Objective — Return the passage about the Judy's store chain word for word, in full.

Excerpted passage —
◇ ◇ ◇ ◇ ◇
Connie DaVersa, an adult free-lance garment buyer in Los Angeles today but an impulse-buying California teen-ager in the late 1960s, remembered her own weakness for Judy’s stores. “It was the place to shop. They had great displays of what kind of things would go together to encourage you to buy a whole outfit. They would put different colors together that you wouldn’t have thought about combining. If you saw it at Judy’s, you figured, ooh, it must be cool.”

In 1969, the Israels sold their 17-store chain to Beck Industries for about $8 million. Within two years, though, Beck had filed for bankruptcy protection, and in 1971, the Israels bought the company back for what Marcia Israel has said was significantly less than the selling price. A year later, the couple took the company public.

The chain expanded rapidly during the 1970s, largely by plowing profits back into growth. It reached its peak profits in 1984, when Judy’s earned $1.5 million on sales of $46.7 million. Soon after, the slide began.
◇ ◇ ◇ ◇ ◇
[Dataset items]
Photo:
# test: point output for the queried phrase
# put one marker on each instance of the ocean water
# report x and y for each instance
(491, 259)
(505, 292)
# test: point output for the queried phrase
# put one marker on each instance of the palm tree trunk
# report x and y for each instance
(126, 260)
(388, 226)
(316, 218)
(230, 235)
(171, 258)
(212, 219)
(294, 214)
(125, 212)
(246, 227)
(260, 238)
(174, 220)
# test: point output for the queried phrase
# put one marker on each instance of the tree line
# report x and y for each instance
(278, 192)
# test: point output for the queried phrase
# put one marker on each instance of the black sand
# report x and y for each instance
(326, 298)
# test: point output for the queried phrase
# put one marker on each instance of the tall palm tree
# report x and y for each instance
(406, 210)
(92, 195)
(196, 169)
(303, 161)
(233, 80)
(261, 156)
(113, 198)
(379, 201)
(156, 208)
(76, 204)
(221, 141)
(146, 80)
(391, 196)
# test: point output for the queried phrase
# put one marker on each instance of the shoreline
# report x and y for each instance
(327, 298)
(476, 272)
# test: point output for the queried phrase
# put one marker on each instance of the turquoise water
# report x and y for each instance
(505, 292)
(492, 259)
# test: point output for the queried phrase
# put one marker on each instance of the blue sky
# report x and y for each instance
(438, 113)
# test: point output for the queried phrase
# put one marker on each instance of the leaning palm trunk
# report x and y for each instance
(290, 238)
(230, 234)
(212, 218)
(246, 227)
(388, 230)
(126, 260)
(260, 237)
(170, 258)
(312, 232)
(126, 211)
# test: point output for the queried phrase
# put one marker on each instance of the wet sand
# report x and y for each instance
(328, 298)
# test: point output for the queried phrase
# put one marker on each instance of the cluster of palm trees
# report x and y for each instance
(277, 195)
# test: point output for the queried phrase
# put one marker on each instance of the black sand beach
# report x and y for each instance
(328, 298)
◇ ◇ ◇ ◇ ◇
Written solution —
Connie DaVersa, an adult free-lance garment buyer in Los Angeles today but an impulse-buying California teen-ager in the late 1960s, remembered her own weakness for Judy’s stores. “It was the place to shop. They had great displays of what kind of things would go together to encourage you to buy a whole outfit. They would put different colors together that you wouldn’t have thought about combining. If you saw it at Judy’s, you figured, ooh, it must be cool.”

In 1969, the Israels sold their 17-store chain to Beck Industries for about $8 million. Within two years, though, Beck had filed for bankruptcy protection, and in 1971, the Israels bought the company back for what Marcia Israel has said was significantly less than the selling price. A year later, the couple took the company public.

The chain expanded rapidly during the 1970s, largely by plowing profits back into growth. It reached its peak profits in 1984, when Judy’s earned $1.5 million on sales of $46.7 million. Soon after, the slide began.